BEGIN Information provided
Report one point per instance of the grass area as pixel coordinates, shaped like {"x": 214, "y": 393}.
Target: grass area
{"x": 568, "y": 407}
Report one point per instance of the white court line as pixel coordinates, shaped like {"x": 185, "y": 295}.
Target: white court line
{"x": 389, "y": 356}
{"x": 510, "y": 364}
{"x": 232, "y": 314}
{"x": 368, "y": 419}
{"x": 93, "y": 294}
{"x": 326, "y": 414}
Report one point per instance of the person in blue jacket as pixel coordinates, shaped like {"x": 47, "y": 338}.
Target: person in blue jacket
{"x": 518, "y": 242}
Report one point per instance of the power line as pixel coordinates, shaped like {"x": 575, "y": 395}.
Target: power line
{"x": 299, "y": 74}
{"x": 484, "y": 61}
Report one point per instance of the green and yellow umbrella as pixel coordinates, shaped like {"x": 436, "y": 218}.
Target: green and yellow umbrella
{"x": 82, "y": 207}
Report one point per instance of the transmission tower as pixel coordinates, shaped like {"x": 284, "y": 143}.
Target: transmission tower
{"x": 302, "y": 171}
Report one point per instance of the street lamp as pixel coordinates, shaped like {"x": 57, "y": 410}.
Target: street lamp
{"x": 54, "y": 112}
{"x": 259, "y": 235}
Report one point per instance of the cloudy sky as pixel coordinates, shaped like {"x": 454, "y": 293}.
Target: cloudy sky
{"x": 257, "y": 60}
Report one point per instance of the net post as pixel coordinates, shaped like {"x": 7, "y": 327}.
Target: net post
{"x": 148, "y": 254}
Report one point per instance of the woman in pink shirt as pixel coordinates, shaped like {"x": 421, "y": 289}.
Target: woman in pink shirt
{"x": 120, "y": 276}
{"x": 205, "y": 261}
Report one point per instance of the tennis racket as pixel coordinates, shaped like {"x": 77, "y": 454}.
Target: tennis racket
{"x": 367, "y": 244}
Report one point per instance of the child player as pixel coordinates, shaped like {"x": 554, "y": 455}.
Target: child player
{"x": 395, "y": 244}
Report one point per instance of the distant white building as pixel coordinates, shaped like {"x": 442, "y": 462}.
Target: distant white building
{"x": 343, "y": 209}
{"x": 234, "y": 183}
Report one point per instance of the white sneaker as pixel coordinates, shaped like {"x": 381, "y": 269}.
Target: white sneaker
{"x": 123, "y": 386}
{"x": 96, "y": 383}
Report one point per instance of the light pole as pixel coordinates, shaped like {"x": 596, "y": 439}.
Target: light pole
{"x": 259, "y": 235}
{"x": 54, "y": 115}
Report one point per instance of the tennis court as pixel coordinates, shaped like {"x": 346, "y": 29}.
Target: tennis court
END Information provided
## What to produce
Which lines run from the one with "Target: light pole" through the end of the listing above? Restate them word for word, with nothing else.

## Solution to the exercise
Target: light pole
{"x": 259, "y": 235}
{"x": 54, "y": 115}
Report one point per instance of the tennis court as pixel coordinates, shaped like {"x": 346, "y": 29}.
Target: tennis court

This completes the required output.